## THE RECORDS
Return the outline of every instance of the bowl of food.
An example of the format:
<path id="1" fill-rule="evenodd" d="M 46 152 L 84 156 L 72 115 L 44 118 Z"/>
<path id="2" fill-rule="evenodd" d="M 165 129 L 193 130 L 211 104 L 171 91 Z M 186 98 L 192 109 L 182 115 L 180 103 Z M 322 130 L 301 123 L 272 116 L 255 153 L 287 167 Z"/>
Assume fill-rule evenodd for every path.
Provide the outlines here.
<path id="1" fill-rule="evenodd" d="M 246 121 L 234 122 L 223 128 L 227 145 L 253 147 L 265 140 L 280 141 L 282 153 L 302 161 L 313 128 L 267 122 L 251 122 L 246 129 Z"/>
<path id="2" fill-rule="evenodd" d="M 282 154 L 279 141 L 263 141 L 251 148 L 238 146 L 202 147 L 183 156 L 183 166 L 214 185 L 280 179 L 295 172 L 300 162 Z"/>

## TASK PROMPT
Convert the rows above into a JSON list of strings, one string per line, skipping any blank lines.

## FINISHED ANSWER
[
  "Return the outline of every instance of the bowl of food.",
  "An example of the format:",
  "<path id=\"1\" fill-rule=\"evenodd\" d=\"M 46 152 L 84 156 L 72 115 L 44 118 Z\"/>",
  "<path id=\"2\" fill-rule=\"evenodd\" d=\"M 165 129 L 193 130 L 211 104 L 171 91 Z M 186 98 L 192 109 L 182 115 L 180 103 Z M 322 130 L 301 123 L 272 116 L 255 153 L 287 167 Z\"/>",
  "Assume fill-rule evenodd for every path.",
  "Provide the outlines here.",
  "<path id=\"1\" fill-rule=\"evenodd\" d=\"M 246 121 L 234 122 L 223 128 L 227 145 L 253 147 L 265 140 L 280 141 L 282 153 L 302 161 L 313 128 L 267 122 L 251 122 L 246 129 Z\"/>",
  "<path id=\"2\" fill-rule=\"evenodd\" d=\"M 282 154 L 279 141 L 263 141 L 251 148 L 238 146 L 202 147 L 183 156 L 183 166 L 214 185 L 280 179 L 295 172 L 300 162 Z\"/>"
]